### TASK INSTRUCTIONS
Continue the story about ordering a monkey from Monster Magazine, picking up right after its last sentence.

··· PASSAGE PROVIDED

TIM TATE: The time is the mid-’60s. The place, anywhere suburban USA. My brother is 8, I am 9 years old. We love a magazine called Monster Magazine, which we read religiously every single month. This month, in the back of Monster Magazine besides itching powder and x-ray glasses, you could purchase a monkey. Not a sea monkey, not a stuffed monkey, an actual squirrel monkey the size of a cat – a big cat and you only had to send $19.95. And we had $19.95 because we washed cars, we mowed lawns.

So my brother and I think, this would be the best – the best idea we’ve ever had because not only will he do our chores for us and we will love him and he will love us, but also he will go to school with us. Everybody at school will love us because we have a monkey on our shoulders. It was going to treat all of our ills. So we decide that this would be the best idea we ever had, but we knew from experience that if we asked my mom in advance, there was but one outcome – the answer would be no.

But we also knew that any half-dead kind of bedraggled, moth-eaten animal we drag home, she would let us keep ’cause she was a big softy. So with both those pieces of knowledge, we set off for our own monkey. We decide his name will be Pepe. We make him a little hat and a cape. And we will dress him when he comes and everyone will know him because his name will be Pepe. So we send off the money and we wait.

······
··· EXTRACTED INFORMATION

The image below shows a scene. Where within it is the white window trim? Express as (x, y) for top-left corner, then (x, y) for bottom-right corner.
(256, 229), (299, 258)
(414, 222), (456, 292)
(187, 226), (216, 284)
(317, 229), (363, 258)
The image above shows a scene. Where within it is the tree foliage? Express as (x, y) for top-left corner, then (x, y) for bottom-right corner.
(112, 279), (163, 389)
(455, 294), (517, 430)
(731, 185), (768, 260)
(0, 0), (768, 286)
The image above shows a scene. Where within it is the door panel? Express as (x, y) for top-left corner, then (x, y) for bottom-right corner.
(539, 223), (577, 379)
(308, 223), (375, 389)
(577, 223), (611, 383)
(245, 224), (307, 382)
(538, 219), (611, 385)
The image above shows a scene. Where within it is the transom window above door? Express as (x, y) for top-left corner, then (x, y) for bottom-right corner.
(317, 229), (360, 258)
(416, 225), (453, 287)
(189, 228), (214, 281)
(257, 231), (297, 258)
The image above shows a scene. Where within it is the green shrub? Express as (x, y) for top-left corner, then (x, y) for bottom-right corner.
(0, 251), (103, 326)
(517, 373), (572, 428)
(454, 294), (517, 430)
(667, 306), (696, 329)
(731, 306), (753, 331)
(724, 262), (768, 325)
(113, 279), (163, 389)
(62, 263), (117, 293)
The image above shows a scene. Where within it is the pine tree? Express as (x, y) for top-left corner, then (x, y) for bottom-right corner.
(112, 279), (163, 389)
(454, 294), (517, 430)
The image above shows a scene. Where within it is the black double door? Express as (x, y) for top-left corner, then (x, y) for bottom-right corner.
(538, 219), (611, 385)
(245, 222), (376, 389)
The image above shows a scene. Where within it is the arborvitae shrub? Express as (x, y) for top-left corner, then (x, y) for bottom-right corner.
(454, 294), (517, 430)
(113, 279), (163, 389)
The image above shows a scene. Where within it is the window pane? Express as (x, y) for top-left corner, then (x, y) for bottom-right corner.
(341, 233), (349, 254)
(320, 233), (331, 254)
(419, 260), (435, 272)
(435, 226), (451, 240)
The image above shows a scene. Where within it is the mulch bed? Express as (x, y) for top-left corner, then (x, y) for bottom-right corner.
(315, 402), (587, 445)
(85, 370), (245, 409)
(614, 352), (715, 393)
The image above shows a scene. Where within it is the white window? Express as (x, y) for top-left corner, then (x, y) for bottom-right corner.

······

### REPLY TO THE TASK
About three weeks go by and back then women had bridge tournaments with the women from the country club. This was one of those days. So my mom’s having a big bridge party. We’ve been, you know, squeezed into our plaid jackets, little red bowties, and our hair’s been slicked down and we look very nice – we look like twins. And we’re just kind of sitting there smiling so we don’t embarrass anybody and they’re just pointing and pinching our cheeks. By the way, the cardinal rule in our house is you never ever embarrass your mother in front of the bridge club.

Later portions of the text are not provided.